**Assigned task:** The required output is every record, reproduced exactly.

•••••

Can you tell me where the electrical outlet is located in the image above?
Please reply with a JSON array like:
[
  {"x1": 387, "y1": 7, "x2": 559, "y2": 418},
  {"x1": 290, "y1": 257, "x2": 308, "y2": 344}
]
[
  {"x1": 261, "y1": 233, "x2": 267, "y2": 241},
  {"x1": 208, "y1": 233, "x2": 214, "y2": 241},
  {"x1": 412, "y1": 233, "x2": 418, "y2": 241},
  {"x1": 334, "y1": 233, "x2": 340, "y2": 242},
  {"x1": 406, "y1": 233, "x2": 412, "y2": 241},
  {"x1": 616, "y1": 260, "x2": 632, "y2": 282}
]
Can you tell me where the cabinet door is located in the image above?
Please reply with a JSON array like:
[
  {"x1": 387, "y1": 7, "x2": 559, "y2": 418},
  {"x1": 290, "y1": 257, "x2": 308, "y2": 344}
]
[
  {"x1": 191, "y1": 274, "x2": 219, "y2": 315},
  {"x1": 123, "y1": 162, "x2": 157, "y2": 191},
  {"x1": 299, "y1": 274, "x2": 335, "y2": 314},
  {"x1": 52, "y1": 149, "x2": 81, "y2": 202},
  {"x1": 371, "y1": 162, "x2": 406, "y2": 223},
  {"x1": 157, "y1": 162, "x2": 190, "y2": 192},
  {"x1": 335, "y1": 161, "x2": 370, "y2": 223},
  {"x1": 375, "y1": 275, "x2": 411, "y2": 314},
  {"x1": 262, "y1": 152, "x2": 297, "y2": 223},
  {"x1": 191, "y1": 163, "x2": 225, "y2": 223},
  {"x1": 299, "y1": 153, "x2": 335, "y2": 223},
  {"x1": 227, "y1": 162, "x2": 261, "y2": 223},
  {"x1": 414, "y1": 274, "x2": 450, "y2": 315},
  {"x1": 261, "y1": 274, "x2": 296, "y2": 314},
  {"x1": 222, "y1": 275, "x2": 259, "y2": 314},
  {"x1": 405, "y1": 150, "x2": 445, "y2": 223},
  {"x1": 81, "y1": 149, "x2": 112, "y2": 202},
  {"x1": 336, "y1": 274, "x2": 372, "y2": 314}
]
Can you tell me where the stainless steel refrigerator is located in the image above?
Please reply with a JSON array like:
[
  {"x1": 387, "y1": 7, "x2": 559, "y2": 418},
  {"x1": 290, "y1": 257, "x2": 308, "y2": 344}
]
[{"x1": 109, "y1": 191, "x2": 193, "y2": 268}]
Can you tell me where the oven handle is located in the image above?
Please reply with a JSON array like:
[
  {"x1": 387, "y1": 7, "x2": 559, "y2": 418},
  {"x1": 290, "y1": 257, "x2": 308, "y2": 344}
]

•••••

**Answer:**
Can you tell me where the electrical outlet is located in the image above?
Please reply with a JSON array like:
[
  {"x1": 387, "y1": 7, "x2": 559, "y2": 418},
  {"x1": 290, "y1": 257, "x2": 308, "y2": 344}
]
[
  {"x1": 261, "y1": 233, "x2": 267, "y2": 241},
  {"x1": 208, "y1": 233, "x2": 214, "y2": 241},
  {"x1": 412, "y1": 233, "x2": 418, "y2": 241},
  {"x1": 334, "y1": 233, "x2": 340, "y2": 242},
  {"x1": 406, "y1": 233, "x2": 412, "y2": 241},
  {"x1": 616, "y1": 260, "x2": 632, "y2": 282}
]
Can you tell me where the cabinet door is located in the image above?
Please reply with a JSON array like:
[
  {"x1": 387, "y1": 7, "x2": 559, "y2": 418},
  {"x1": 290, "y1": 257, "x2": 308, "y2": 344}
]
[
  {"x1": 191, "y1": 274, "x2": 219, "y2": 315},
  {"x1": 123, "y1": 162, "x2": 157, "y2": 191},
  {"x1": 299, "y1": 274, "x2": 335, "y2": 314},
  {"x1": 52, "y1": 149, "x2": 81, "y2": 202},
  {"x1": 371, "y1": 162, "x2": 406, "y2": 223},
  {"x1": 157, "y1": 162, "x2": 190, "y2": 192},
  {"x1": 335, "y1": 161, "x2": 370, "y2": 223},
  {"x1": 375, "y1": 275, "x2": 411, "y2": 314},
  {"x1": 262, "y1": 152, "x2": 297, "y2": 223},
  {"x1": 191, "y1": 163, "x2": 225, "y2": 223},
  {"x1": 299, "y1": 153, "x2": 335, "y2": 223},
  {"x1": 227, "y1": 162, "x2": 261, "y2": 223},
  {"x1": 414, "y1": 274, "x2": 450, "y2": 315},
  {"x1": 261, "y1": 274, "x2": 296, "y2": 314},
  {"x1": 222, "y1": 275, "x2": 259, "y2": 314},
  {"x1": 405, "y1": 150, "x2": 445, "y2": 223},
  {"x1": 81, "y1": 149, "x2": 112, "y2": 202},
  {"x1": 336, "y1": 274, "x2": 372, "y2": 314}
]
Can you tell me where the stainless steel refrigerator is located in the image above?
Please reply with a JSON array like:
[
  {"x1": 387, "y1": 7, "x2": 559, "y2": 418},
  {"x1": 290, "y1": 257, "x2": 308, "y2": 344}
]
[{"x1": 109, "y1": 191, "x2": 193, "y2": 268}]
Can you tell me where the oven handle is located in the image above?
Please reply with a JSON array like:
[
  {"x1": 387, "y1": 7, "x2": 559, "y2": 418},
  {"x1": 290, "y1": 257, "x2": 308, "y2": 344}
]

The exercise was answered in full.